== Dataset records ==
— START —

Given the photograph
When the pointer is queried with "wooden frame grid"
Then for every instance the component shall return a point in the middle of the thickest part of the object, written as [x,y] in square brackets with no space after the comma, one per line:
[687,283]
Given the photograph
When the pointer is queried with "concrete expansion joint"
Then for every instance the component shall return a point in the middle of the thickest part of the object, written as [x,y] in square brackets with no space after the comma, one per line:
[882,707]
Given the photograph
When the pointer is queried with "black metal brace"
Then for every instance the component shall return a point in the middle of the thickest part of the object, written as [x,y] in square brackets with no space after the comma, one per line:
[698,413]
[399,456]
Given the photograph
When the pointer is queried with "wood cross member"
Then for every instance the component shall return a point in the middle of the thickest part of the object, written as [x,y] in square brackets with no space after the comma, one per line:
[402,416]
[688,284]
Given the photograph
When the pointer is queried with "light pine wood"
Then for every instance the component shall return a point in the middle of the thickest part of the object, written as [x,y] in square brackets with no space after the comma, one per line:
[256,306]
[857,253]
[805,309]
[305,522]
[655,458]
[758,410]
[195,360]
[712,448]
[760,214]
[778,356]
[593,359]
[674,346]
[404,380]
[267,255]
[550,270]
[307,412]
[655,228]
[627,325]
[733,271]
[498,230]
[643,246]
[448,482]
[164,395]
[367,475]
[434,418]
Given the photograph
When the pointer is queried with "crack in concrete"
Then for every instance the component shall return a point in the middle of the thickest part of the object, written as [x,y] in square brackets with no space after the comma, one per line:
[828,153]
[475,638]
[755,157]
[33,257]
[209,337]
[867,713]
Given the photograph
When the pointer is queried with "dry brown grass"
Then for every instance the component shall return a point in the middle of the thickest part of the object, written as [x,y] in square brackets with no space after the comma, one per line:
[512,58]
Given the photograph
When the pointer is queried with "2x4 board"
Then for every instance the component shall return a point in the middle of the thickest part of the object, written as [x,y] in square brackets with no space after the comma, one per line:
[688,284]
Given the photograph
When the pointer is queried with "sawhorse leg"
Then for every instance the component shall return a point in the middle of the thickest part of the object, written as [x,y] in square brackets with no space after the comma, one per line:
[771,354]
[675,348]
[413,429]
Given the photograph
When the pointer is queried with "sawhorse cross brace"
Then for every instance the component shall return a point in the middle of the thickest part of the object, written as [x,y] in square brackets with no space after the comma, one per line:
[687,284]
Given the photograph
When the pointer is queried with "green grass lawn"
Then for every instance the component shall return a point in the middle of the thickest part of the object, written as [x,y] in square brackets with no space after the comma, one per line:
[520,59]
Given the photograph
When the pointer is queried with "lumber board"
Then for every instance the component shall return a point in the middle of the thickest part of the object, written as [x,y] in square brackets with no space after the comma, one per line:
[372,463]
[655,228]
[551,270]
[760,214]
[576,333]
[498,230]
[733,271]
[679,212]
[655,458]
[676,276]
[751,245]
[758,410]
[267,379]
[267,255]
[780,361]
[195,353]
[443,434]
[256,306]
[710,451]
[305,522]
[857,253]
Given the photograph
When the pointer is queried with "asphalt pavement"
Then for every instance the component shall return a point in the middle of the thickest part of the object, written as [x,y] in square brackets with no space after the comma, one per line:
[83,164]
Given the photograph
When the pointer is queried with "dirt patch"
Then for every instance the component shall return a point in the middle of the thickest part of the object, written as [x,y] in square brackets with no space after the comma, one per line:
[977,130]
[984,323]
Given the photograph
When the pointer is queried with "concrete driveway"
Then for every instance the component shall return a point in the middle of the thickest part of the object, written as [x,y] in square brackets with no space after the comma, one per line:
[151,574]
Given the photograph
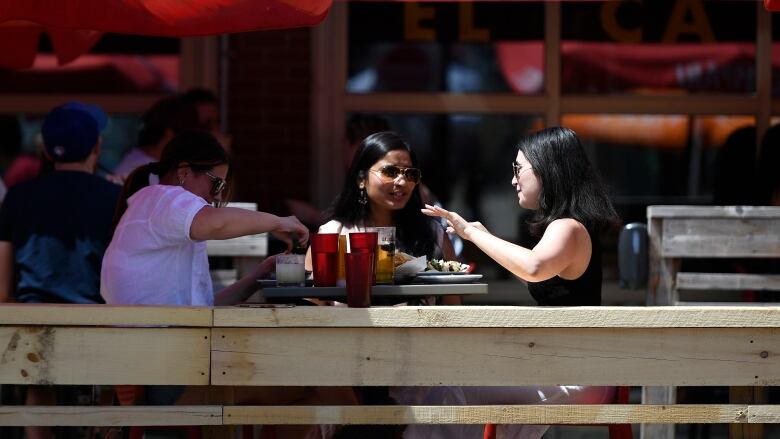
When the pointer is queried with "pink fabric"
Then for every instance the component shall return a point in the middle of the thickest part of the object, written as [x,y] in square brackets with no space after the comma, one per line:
[76,25]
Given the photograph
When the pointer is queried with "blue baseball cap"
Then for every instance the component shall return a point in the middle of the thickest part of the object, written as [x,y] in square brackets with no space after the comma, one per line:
[71,131]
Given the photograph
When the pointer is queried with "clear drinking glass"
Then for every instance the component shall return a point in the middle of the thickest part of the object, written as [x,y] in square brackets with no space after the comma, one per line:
[385,250]
[290,270]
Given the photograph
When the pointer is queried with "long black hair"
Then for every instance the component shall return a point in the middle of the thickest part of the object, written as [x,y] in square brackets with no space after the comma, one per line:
[570,186]
[414,231]
[199,149]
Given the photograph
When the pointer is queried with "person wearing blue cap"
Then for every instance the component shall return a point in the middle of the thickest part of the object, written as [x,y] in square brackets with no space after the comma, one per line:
[55,228]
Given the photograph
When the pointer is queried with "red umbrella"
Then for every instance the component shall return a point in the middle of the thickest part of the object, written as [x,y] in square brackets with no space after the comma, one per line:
[76,25]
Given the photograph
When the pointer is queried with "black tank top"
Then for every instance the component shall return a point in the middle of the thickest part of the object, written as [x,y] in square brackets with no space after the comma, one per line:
[583,291]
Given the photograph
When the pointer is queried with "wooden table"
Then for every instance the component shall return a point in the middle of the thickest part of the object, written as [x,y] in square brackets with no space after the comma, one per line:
[403,292]
[399,346]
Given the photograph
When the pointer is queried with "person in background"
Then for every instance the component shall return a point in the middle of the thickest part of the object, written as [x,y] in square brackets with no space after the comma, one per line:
[55,228]
[207,106]
[157,255]
[552,176]
[159,124]
[358,127]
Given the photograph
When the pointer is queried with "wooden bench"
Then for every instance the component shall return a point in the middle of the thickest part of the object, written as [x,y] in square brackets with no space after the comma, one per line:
[679,233]
[403,346]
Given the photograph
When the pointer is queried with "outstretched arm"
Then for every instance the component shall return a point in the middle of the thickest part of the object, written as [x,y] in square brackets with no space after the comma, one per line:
[555,252]
[228,222]
[246,286]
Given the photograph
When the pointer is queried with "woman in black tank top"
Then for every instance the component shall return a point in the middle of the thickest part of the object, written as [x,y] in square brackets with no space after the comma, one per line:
[553,177]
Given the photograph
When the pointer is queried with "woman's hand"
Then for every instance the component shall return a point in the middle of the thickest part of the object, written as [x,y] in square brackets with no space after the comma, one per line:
[264,268]
[455,222]
[288,226]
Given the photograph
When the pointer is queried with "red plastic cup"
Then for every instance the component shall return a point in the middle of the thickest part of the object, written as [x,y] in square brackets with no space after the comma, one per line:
[325,258]
[362,242]
[360,269]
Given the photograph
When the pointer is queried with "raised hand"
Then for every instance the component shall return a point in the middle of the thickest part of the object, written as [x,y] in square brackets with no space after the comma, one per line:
[289,226]
[455,222]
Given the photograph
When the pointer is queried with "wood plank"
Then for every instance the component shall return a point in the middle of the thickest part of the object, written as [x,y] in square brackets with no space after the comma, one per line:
[103,315]
[658,395]
[747,396]
[86,355]
[720,238]
[763,414]
[500,317]
[728,281]
[495,356]
[663,212]
[496,414]
[110,415]
[725,304]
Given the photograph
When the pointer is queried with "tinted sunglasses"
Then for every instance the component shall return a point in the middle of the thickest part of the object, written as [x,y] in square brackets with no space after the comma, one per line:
[217,184]
[391,172]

— END —

== What the exercise asks ==
Gather every line in the entries above that contains the string "person" and copy each one in full. Case counts.

== Exercise result ==
When the pointer is queried with "person wearing blue cap"
When the pointer is queried with "person in background"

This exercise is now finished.